Supplied material:
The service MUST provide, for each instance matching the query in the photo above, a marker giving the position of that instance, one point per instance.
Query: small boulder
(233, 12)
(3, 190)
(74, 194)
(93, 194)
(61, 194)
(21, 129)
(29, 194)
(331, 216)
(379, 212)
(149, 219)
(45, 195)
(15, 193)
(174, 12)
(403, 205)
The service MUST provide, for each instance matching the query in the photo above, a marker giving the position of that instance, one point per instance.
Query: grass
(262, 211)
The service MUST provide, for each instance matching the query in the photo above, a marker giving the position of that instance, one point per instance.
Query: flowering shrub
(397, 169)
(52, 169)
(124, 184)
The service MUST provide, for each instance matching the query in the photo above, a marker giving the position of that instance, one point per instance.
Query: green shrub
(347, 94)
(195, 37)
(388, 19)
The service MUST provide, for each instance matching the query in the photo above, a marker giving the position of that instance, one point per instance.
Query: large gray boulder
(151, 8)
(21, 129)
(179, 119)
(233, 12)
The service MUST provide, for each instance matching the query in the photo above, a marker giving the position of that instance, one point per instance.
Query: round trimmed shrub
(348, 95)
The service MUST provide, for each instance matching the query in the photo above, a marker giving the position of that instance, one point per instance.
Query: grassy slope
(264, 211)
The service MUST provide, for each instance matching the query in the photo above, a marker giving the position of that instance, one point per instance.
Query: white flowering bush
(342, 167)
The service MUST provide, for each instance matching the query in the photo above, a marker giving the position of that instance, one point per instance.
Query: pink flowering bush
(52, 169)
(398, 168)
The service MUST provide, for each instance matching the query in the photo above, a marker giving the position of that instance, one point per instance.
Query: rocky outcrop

What is being asked: How many lines of the listing above contain the string "flowering"? Reply with the number alone.

Full answer: 3